→ Set problem
Render the data below as a Markdown table with two columns, "Row" and "Entry", giving each non-blank line its own numbered row. Leave the pictures out of the table.

[Stored data entries]
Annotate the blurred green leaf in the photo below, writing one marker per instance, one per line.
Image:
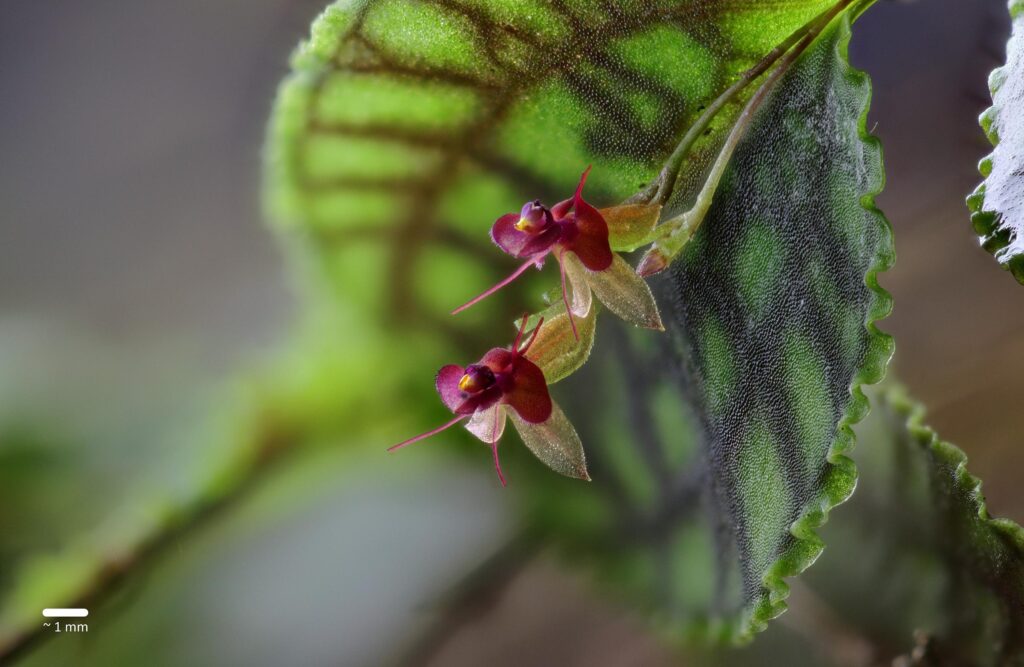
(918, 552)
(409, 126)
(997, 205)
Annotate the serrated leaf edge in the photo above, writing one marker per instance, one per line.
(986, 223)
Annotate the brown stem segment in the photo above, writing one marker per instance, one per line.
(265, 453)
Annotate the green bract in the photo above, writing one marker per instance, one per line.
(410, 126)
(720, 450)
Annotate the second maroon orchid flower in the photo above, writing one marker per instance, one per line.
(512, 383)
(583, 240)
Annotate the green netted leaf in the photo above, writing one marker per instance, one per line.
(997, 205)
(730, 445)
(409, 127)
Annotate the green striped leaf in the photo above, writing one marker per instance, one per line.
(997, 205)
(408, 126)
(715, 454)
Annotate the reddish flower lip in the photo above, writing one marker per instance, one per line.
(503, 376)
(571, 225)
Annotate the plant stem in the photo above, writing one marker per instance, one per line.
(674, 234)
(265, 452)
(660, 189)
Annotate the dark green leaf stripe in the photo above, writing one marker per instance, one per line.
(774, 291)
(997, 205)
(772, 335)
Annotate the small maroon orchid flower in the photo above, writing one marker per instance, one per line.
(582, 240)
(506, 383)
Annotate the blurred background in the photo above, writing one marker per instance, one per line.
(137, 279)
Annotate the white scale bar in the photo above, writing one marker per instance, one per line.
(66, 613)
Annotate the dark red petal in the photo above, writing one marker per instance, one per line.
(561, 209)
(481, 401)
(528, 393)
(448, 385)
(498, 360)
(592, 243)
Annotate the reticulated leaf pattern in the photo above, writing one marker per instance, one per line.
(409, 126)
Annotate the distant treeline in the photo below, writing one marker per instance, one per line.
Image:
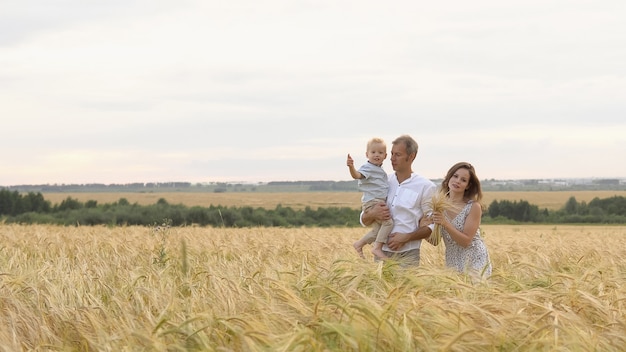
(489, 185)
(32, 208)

→ Output below
| Row | Entry |
|---|---|
| 1 | Annotate the blurred green leaf in the photo below, writing one marker per instance, one per line. |
| 2 | Image: |
| 3 | (918, 552) |
| 4 | (409, 126) |
| 5 | (997, 205) |
| 6 | Annotate the serrated leaf edge in the photo above, writing one marker per instance, one per line. |
| 7 | (986, 223) |
| 8 | Annotate the brown stem segment in the photo above, writing one marker per instance, one per line. |
| 9 | (265, 453) |
| 10 | Annotate the green bract in the photo above, writing one marker per instance, one per line. |
| 11 | (410, 126) |
| 12 | (720, 450) |
| 13 | Annotate the second maroon orchid flower in the photo above, writing one marker per instance, one per line. |
| 14 | (512, 383) |
| 15 | (583, 240) |
| 16 | Annotate the green netted leaf in the photo above, writing one marker per instance, one per line. |
| 17 | (997, 205) |
| 18 | (730, 445) |
| 19 | (409, 127) |
| 20 | Annotate the green striped leaf in the photo above, writing one marker per instance, one per line. |
| 21 | (997, 205) |
| 22 | (408, 126) |
| 23 | (715, 454) |
| 24 | Annotate the reddish flower lip in the photo above, writing one marker per instance, one per line. |
| 25 | (503, 376) |
| 26 | (571, 225) |
| 27 | Annotate the plant stem in the photo above, writing one marker per instance, one per line. |
| 28 | (674, 234) |
| 29 | (265, 452) |
| 30 | (660, 189) |
| 31 | Annotate the dark green leaf stripe in the photo above, writing one marker per instance, one per line. |
| 32 | (774, 291) |
| 33 | (997, 205) |
| 34 | (772, 335) |
| 35 | Annotate the small maroon orchid flower in the photo above, writing one marker per instance, one per line. |
| 36 | (582, 240) |
| 37 | (506, 383) |
| 38 | Annotate the blurred background in the photo above, writing one marker per instance, one per line. |
| 39 | (137, 279) |
| 40 | Annotate the white scale bar in the photo above, writing one marker per instance, one per line. |
| 41 | (66, 613) |
| 42 | Annotate the dark red petal in the photo above, writing one marker per instance, one per line. |
| 43 | (561, 209) |
| 44 | (481, 401) |
| 45 | (528, 393) |
| 46 | (448, 385) |
| 47 | (498, 360) |
| 48 | (592, 243) |
| 49 | Annotate the reticulated leaf pattern in the photo above, writing one marker per instance, one per line. |
| 50 | (409, 126) |
| 51 | Annotate the distant treeline in the photo below, writing one marker per instance, one per line. |
| 52 | Image: |
| 53 | (489, 185) |
| 54 | (32, 208) |